Dataset entries |
+-------+
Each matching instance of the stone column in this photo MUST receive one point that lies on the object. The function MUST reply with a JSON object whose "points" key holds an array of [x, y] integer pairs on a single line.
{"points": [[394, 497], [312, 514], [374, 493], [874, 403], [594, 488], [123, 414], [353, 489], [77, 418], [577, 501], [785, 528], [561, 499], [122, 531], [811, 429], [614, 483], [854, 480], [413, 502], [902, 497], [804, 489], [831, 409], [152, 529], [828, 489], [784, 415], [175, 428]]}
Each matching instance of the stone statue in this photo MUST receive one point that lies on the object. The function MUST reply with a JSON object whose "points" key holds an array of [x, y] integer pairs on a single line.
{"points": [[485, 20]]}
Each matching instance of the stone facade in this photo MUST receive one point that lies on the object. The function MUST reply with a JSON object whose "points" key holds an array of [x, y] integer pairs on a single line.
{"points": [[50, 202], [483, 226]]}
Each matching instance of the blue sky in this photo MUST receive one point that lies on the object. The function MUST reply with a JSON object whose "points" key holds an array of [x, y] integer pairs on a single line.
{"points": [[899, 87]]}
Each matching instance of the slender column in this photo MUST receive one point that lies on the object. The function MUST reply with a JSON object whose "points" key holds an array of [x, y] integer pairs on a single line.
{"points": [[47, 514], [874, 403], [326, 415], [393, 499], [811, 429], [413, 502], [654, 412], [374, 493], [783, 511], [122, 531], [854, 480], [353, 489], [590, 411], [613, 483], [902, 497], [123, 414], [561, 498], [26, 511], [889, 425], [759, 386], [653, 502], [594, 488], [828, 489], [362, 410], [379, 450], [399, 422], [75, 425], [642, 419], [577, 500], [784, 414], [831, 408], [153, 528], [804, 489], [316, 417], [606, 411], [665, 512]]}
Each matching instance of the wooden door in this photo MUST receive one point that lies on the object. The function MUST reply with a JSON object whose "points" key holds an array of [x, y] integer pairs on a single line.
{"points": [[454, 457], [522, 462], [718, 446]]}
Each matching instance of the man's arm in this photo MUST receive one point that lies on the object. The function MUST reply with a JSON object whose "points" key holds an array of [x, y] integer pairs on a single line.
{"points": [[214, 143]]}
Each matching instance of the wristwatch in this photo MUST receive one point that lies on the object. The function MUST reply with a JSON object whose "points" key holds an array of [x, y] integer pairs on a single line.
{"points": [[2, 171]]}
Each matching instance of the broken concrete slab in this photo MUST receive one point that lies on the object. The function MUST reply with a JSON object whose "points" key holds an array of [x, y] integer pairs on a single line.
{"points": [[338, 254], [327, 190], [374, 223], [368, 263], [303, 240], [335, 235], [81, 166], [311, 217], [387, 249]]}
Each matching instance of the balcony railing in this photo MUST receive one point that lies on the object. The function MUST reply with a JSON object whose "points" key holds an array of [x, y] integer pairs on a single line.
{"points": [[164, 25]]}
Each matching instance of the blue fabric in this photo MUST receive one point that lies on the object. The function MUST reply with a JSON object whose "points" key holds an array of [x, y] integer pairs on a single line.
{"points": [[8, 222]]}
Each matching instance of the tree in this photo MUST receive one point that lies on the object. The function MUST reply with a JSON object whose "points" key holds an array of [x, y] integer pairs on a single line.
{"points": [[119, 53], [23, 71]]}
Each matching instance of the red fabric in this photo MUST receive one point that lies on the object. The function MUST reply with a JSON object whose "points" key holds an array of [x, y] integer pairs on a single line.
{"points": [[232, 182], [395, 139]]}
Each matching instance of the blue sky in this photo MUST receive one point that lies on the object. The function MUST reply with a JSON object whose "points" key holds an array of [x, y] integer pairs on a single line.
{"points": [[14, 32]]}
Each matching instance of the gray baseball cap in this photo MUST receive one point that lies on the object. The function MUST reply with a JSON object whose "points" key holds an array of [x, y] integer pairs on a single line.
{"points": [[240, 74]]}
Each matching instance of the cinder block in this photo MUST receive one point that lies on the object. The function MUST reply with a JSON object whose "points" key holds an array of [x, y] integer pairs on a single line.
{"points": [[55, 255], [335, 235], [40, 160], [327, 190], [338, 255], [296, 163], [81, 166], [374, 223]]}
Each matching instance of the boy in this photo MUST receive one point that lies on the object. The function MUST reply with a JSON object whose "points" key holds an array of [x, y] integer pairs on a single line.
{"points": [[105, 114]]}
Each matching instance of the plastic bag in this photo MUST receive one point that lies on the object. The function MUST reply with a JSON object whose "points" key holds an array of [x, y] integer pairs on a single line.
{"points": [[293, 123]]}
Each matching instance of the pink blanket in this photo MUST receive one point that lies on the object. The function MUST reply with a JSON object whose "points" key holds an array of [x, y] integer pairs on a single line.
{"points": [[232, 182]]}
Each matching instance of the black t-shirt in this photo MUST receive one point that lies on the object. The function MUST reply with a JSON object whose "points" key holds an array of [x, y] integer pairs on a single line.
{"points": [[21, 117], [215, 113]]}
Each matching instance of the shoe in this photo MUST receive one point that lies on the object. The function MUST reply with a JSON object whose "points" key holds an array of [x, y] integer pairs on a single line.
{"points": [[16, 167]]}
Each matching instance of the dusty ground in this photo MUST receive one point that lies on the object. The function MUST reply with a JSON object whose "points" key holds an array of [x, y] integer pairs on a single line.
+-------+
Task prompt | Every entry above must appear again in the reply, exactly as it stands.

Written solution |
Each matching instance of the stone column in this photo MUST receive one point that lies on the object. The function MUST reply with a JSON object whose "points" key holds an array of [x, y] integer pairs on a single line.
{"points": [[394, 497], [312, 514], [374, 493], [874, 403], [594, 488], [123, 414], [353, 489], [77, 418], [577, 501], [785, 528], [561, 499], [122, 531], [811, 429], [614, 483], [854, 480], [413, 502], [902, 497], [804, 489], [831, 409], [152, 529], [828, 489], [784, 415], [175, 428]]}
Each matching instance of the stone statue in this photo MUST receive one point that lies on the object. The function MUST reply with a JSON object whose "points" key holds an array of [x, y] integer pairs on a single line.
{"points": [[485, 20]]}
Each matching instance of the stone facade in this photo MUST receive one point that lies on the object. The function MUST reply with a JSON object whose "points" key holds an array of [x, y] integer pairs on a single line.
{"points": [[50, 202], [483, 226]]}
Each matching instance of the blue sky in this photo MUST receive one point that lies on the object. The function MUST reply with a JSON object whose "points" key holds an array of [x, y] integer pairs on a single line.
{"points": [[899, 87]]}
Each matching instance of the slender column in this photo MUST receive one point that lies on the object. The function MUST reply with a JSON object whose "points" key holds an array of [x, y] integer pairs on a single line.
{"points": [[47, 514], [874, 403], [326, 415], [393, 499], [811, 429], [413, 502], [654, 412], [374, 493], [783, 511], [122, 531], [854, 480], [353, 489], [590, 411], [613, 483], [902, 497], [123, 414], [561, 498], [26, 511], [889, 425], [759, 386], [653, 502], [594, 488], [828, 489], [362, 410], [379, 450], [399, 422], [75, 425], [642, 419], [577, 500], [784, 414], [831, 408], [153, 528], [804, 489], [316, 417], [606, 411], [665, 512]]}
Each matching instance of the wooden door in this photo MUST receive one point that lies on the object. The function MUST reply with a JSON object whose "points" key holds an array of [x, y] integer pairs on a single line.
{"points": [[454, 457], [522, 462], [718, 446]]}
Each matching instance of the man's arm in this photo MUST receive one point that lies on the object. The function MUST reply with a JSON object whose "points" key holds an array of [x, y] integer pairs on a single line.
{"points": [[214, 143]]}
Each matching instance of the wristwatch in this photo MUST receive one point that lies on the object. The function MUST reply with a JSON object whose "points" key holds an array of [x, y] integer pairs on a single line.
{"points": [[2, 171]]}
Each matching instance of the broken concrete slab in this photo MUST receive one point that lies on the object. The function MUST reply with a JSON object whose "points" key holds an array of [x, y] integer pairs on a single line.
{"points": [[338, 254], [327, 190], [374, 223], [368, 263], [303, 240], [335, 235], [81, 166], [311, 217], [387, 249]]}
Each matching instance of the balcony railing in this photo MUST receive one point that lies on the object. The function MUST reply with a JSON object whose "points" key holds an array of [x, y] integer pairs on a single line.
{"points": [[164, 25]]}
Each matching instance of the blue fabric in this photo MUST receive one point that lies on the object. The function MUST reply with a JSON object whose "points" key holds an array of [x, y] integer pairs on a single line.
{"points": [[8, 222]]}
Each matching instance of the tree in this photo MUST receive one point that lies on the object. The function MUST reply with a JSON object whose "points" key holds an array of [x, y] integer pairs on a single line.
{"points": [[119, 53], [23, 71]]}
Each matching instance of the red fabric in this photo MUST receive one point that lies on the object. The function MUST reply with a JSON object whose "points" key holds an array of [x, y] integer pairs on a single line.
{"points": [[232, 182], [395, 139]]}
Each matching instance of the blue sky in this photo MUST receive one point that lies on the object. The function MUST reply with a JSON object whose "points" key holds an array of [x, y] integer pairs on a single line.
{"points": [[14, 32]]}
Each matching instance of the gray baseball cap in this photo MUST receive one point that lies on the object. The function MUST reply with a JSON object whose "points" key holds an array of [x, y] integer pairs on a single line.
{"points": [[240, 74]]}
Each matching instance of the cinder block in this photo MUST receive one point that lies on the object. The function MUST reply with a JSON object whose "points" key holds an array of [x, y] integer pairs on a single line.
{"points": [[55, 255], [335, 235], [40, 160], [327, 190], [338, 255], [296, 163], [81, 166], [374, 223]]}
Each matching instance of the boy in this photo MUST receive one point that lies on the object. The function MUST reply with a JSON object whose "points" key holds an array of [x, y] integer pairs on a single line.
{"points": [[105, 114]]}
Each matching instance of the plastic bag in this photo MUST receive one point that lies on the object. The function MUST reply with a JSON object whose "points" key holds an array of [x, y] integer pairs on a single line.
{"points": [[293, 123]]}
Each matching instance of the pink blanket in this photo MUST receive one point that lies on the object. The function MUST reply with a JSON object whose "points" key holds an array of [x, y] integer pairs on a single line.
{"points": [[232, 182]]}
Each matching instance of the black t-shirt in this photo MUST receive one point that lies on the object. The function MUST reply with a JSON object whose "points" key holds an array of [x, y] integer pairs on a single line.
{"points": [[21, 117], [215, 113]]}
Each matching instance of the shoe in this photo MUST receive one point that lies on the object. The function MUST reply with a JSON object whose "points" key holds an array of [x, y] integer pairs on a single line.
{"points": [[16, 167]]}
Each matching instance of the dusty ground in this photo MUST receive one point that lies on the object. The function MUST reply with a JSON object whose "points" key holds an array of [x, y] integer pairs on a single line.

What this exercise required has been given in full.